◆ DIRECTIONS ◆
Restate the full set of records exactly, word for word.

◆ RECORDS FOR THIS EXERCISE ◆
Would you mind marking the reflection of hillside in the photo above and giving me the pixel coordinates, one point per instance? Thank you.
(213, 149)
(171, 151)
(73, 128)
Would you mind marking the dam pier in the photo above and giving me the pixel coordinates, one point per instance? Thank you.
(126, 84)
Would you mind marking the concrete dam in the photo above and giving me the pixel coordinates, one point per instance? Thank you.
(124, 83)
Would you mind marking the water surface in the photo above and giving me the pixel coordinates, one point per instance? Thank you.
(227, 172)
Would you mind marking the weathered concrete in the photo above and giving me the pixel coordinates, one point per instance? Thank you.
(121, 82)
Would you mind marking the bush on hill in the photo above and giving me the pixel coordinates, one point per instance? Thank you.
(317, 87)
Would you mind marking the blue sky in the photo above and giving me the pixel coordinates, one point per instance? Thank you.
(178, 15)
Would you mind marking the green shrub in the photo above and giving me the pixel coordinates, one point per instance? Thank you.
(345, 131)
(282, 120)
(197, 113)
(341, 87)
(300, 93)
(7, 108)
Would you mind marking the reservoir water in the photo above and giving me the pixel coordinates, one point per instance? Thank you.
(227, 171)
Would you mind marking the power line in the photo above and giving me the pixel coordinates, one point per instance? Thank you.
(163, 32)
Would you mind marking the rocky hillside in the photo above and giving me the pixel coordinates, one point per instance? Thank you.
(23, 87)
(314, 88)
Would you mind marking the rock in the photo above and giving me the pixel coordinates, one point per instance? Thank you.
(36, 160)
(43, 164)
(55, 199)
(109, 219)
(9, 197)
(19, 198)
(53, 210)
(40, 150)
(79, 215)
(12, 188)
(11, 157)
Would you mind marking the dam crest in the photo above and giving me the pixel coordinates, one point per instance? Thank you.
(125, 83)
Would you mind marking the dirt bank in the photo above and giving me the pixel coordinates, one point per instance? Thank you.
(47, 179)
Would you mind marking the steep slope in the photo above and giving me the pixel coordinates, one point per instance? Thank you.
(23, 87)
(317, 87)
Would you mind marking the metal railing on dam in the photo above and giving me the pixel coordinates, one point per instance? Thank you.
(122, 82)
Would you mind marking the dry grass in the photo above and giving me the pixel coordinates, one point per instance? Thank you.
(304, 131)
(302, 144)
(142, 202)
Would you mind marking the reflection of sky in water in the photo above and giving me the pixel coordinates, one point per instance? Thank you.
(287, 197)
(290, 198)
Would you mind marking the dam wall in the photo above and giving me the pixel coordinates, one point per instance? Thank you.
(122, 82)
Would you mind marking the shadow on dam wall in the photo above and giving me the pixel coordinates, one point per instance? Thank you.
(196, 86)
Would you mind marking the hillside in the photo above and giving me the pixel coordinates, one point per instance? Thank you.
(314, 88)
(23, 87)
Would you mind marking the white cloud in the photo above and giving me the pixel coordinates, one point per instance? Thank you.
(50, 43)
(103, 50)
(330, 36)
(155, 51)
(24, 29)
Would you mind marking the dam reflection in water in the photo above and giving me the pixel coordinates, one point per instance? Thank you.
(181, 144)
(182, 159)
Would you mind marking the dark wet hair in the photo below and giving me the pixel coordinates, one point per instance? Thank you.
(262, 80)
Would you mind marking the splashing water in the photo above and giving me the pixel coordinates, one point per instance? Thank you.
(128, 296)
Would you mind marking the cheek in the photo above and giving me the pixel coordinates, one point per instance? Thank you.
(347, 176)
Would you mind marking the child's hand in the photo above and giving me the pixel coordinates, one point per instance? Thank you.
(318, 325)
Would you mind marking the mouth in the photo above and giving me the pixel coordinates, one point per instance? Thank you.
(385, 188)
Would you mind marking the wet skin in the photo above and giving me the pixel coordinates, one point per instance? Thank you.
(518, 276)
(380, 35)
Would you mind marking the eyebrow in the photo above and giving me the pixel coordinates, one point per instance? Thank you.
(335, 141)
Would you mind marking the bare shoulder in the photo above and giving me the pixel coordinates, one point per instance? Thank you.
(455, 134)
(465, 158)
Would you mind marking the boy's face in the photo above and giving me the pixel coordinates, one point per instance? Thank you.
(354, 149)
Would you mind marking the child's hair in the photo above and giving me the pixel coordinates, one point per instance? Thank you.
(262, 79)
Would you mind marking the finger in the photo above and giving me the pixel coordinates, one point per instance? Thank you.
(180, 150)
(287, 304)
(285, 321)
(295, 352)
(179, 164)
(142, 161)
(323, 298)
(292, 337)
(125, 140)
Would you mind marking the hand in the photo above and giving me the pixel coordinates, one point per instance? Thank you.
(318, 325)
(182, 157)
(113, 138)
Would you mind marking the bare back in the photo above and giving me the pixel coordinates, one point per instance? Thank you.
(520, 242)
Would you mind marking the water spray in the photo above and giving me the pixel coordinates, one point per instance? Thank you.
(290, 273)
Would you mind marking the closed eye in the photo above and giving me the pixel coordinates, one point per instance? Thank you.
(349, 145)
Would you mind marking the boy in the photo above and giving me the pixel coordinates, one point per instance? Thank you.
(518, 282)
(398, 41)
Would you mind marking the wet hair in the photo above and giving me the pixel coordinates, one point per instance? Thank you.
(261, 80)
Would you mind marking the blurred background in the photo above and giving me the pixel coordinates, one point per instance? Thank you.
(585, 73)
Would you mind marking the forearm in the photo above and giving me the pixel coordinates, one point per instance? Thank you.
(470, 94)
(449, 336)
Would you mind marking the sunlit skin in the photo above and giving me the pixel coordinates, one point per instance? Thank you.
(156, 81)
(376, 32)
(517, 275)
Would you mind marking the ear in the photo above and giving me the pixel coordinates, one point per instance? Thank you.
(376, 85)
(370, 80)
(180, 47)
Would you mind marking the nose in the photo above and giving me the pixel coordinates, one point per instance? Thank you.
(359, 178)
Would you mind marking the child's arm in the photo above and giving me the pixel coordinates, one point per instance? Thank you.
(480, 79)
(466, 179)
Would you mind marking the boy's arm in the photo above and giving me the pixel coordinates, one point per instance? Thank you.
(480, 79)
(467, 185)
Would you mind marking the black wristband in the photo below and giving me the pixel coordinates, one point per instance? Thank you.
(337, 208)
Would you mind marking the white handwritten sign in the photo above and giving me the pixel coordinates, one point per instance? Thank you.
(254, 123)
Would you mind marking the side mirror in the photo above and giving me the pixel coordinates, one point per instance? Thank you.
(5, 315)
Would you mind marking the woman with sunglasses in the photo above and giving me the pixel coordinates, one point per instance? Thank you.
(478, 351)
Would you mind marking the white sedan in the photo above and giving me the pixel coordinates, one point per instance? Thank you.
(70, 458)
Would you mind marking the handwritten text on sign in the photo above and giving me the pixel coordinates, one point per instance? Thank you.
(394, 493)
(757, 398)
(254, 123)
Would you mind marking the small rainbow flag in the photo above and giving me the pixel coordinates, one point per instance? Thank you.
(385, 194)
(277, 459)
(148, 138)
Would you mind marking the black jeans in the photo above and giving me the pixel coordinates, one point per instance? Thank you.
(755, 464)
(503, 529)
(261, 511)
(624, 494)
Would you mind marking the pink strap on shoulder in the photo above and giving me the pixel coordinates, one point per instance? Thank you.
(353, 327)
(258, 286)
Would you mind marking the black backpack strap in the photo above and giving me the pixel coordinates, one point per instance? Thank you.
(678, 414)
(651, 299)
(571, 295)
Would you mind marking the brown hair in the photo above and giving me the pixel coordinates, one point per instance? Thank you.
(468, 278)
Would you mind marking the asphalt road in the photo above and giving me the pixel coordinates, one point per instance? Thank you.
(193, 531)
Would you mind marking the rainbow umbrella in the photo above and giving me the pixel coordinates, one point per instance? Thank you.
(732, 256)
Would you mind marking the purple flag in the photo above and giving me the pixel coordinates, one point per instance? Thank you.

◆ SOLUTION ◆
Would you mind marking the reflection of hillside in the photo above and giving me the pixel coordinates, one point per instance? Thank you.
(213, 149)
(171, 151)
(73, 128)
Would you mind marking the dam pier in the photo above and giving me the pixel coordinates, one point per instance? Thank you.
(126, 84)
Would you mind marking the concrete dam in the photo above and giving me the pixel coordinates, one point per instance? Thank you.
(124, 83)
Would you mind marking the water surface in the photo above and giving me the pixel coordinates, one point per instance? Thank you.
(227, 172)
Would you mind marking the weathered concrete in the photo above and giving me the pixel coordinates, one point per instance? Thank you.
(121, 82)
Would you mind marking the bush on hill in the photo above and giving me the pixel coordinates, one point per instance? Thank you.
(317, 87)
Would you mind marking the blue sky in the photo above and giving me the pixel coordinates, one point per instance? Thank you.
(178, 15)
Would you mind marking the green shrub in the photo above and giving me the pixel coordinates, one point per instance? Thank you.
(345, 131)
(282, 120)
(197, 113)
(341, 87)
(300, 93)
(7, 108)
Would you mind marking the reservoir water in the photo above and giving me the pixel coordinates, one point per instance? Thank you.
(227, 171)
Would you mind marking the power line in the photo above and giving me the pixel coordinates, one point per instance? Thank you.
(163, 32)
Would you mind marking the rocky hillside in the photo above and giving me the pixel coordinates, one point per instance? Thank you.
(23, 87)
(314, 88)
Would you mind marking the rock in the photo above and giving me the pixel coordinates, one point per instance? Thank you.
(36, 160)
(43, 164)
(55, 199)
(109, 219)
(9, 197)
(19, 198)
(53, 210)
(40, 150)
(79, 215)
(12, 188)
(11, 157)
Would you mind marking the dam crest in the photo above and giving me the pixel coordinates, one point per instance? Thank you.
(125, 83)
Would you mind marking the dirt bank in the photo above and giving me the pixel coordinates, one point per instance? Thank you.
(47, 179)
Would you mind marking the steep slope in the photo above and giving me the pixel coordinates, one point per instance? Thank you.
(23, 87)
(317, 87)
Would you mind marking the metal railing on dam in the photo above and giving me the pixel coordinates, one point per instance? Thank you.
(122, 82)
Would you mind marking the dry grass in the photo above and giving me the pixel coordinates, one point per instance? Thank you.
(304, 131)
(302, 144)
(142, 202)
Would you mind marking the reflection of sky in water in the photo above and giving me the pixel coordinates, one point per instance? Thank you.
(287, 197)
(290, 198)
Would you mind marking the dam wall in the photo above and giving me the pixel coordinates, one point per instance? Thank you.
(122, 82)
Would you mind marking the shadow on dam wall in the photo above and giving me the pixel coordinates, one point per instance? Thank you.
(196, 86)
Would you mind marking the hillside in the photo above and giving me the pixel coordinates, one point per instance? Thank you.
(314, 88)
(23, 87)
Would you mind marking the white cloud in the photo above and giving me the pixel coordinates, one point per instance? Thank you.
(50, 43)
(103, 50)
(330, 36)
(155, 51)
(24, 29)
Would you mind marking the dam reflection in water in the photo above and giving me the pixel coordinates, one point per instance? Thank you.
(181, 144)
(182, 159)
Would you mind marking the dark wet hair in the photo below and giving me the pixel coordinates, one point per instance? Thank you.
(262, 80)
Would you mind marking the splashing water in the photo above and giving me the pixel coordinates, one point per instance? Thank you.
(128, 296)
Would you mind marking the cheek in the photo above and giving me the pixel coordinates, one point per instance? Thank you.
(347, 176)
Would you mind marking the child's hand in the photo above and giving me the pixel coordinates, one point per instance? Thank you.
(318, 325)
Would you mind marking the mouth in the photo above and giving me the pixel coordinates, one point per instance? Thank you.
(385, 188)
Would you mind marking the wet skin in the photo above and giving me the pixel coordinates, one point per instance? Thank you.
(518, 276)
(380, 35)
Would you mind marking the eyebrow in the photo above and giving me the pixel coordinates, one point per instance? Thank you.
(335, 141)
Would you mind marking the bare shoulder in the photo above and giving me the pixel coordinates, one point per instance? Thank you.
(455, 134)
(465, 158)
Would you mind marking the boy's face in the photo above and giving me the pixel coordinates, one point per instance? Thank you.
(354, 149)
Would you mind marking the child's hair in the photo above and giving me the pixel coordinates, one point per instance? Thank you.
(262, 79)
Would you mind marking the finger in the photo above and giving me the pixel coordinates, one point per instance? Thank you.
(180, 150)
(287, 304)
(285, 321)
(295, 352)
(179, 164)
(142, 161)
(323, 298)
(292, 337)
(125, 140)
Would you mind marking the hand in the photo above and giving me the pixel coordinates, one point per instance? Thank you.
(318, 325)
(182, 157)
(113, 138)
Would you mind marking the bare back in the photo above and giving me the pixel coordinates, one point per instance? Thank you.
(520, 242)
Would you mind marking the water spray in the photo above and giving me the pixel coordinates, one point per instance? Thank you.
(290, 273)
Would you mind marking the closed eye in the photo above and giving me the pixel coordinates, one point per instance? Thank you.
(349, 145)
Would you mind marking the boy in the photo above and giving me the pixel coordinates, one point per instance? Thank you.
(518, 282)
(398, 41)
Would you mind marking the wet hair in the photo above and giving me the pixel coordinates, one point per instance? Thank you.
(261, 80)
Would you mind marking the blurred background in the photo above and giving me the pixel coordinates, one point per instance? Thank you.
(585, 73)
Would you mind marking the forearm in the photo above and giving me the pixel coordinates, one point per instance? Thank you.
(470, 94)
(449, 336)
Would you mind marking the sunlit skin in the photo above and giving me the pixel coordinates, one point per instance? Thank you.
(156, 81)
(376, 32)
(517, 275)
Would you mind marking the ear in the photo above and giving me the pixel coordinates, one point per instance? Thank you.
(376, 85)
(370, 80)
(180, 47)
Would you mind marking the nose in the photo above and giving me the pixel coordinates, one point per instance? Thank you.
(359, 178)
Would you mind marking the child's arm in the photo above and giving me the pixel coordinates, one point per instance? Thank you.
(480, 79)
(466, 179)
Would you mind marking the boy's arm in the photo above and giving me the pixel coordinates, one point per instance? Thank you.
(480, 79)
(467, 185)
Would you mind marking the black wristband in the photo below and giving me the pixel coordinates, one point per instance? Thank you.
(337, 208)
Would you mind marking the white handwritten sign in the photo above and giving me the pixel coordinates, one point per instance? Thank you.
(254, 123)
Would you mind marking the side mirror in the photo above and giving me the pixel coordinates, one point per instance? Thank you.
(5, 315)
Would you mind marking the woman with sunglasses in the photo above and giving me the pixel coordinates, one point per instance? Thank you.
(478, 351)
Would you mind marking the white sedan in the photo above and giving me the pixel coordinates, one point per instance? Thank you.
(70, 458)
Would you mind marking the handwritten text on sign in the photo above and giving me the pixel coordinates, one point per instance? Thank you.
(394, 493)
(757, 398)
(254, 123)
Would you mind marking the small rainbow flag in the photo above and giving me the pixel coordinates, one point per instance? Thank you.
(385, 194)
(277, 459)
(148, 138)
Would you mind marking the black jeans in the photo above and giving me the pixel coordinates, one point per instance? Thank you.
(755, 464)
(503, 529)
(261, 511)
(624, 494)
Would you mind marking the pink strap on shoulder in the photo above and giving me the pixel coordinates, one point per instance? Thank you.
(353, 327)
(258, 286)
Would you mind marking the black backpack strap in the photo above and giving me the pixel coordinates, one point per instance? Thank you.
(678, 414)
(651, 299)
(571, 295)
Would you mind marking the brown hair in the photo above and giving me the pixel coordinates, one point per instance? Thank you.
(468, 278)
Would you mind marking the asphalt road in the photo above and giving me the pixel coordinates, one point per instance? Thank you.
(193, 531)
Would you mind marking the rainbow umbrella in the photo above and giving me the pixel coordinates, one point per instance? Thank you.
(732, 256)
Would you mind marking the purple flag in the photo above and giving me the pixel coordinates, one point per instance? Thank you.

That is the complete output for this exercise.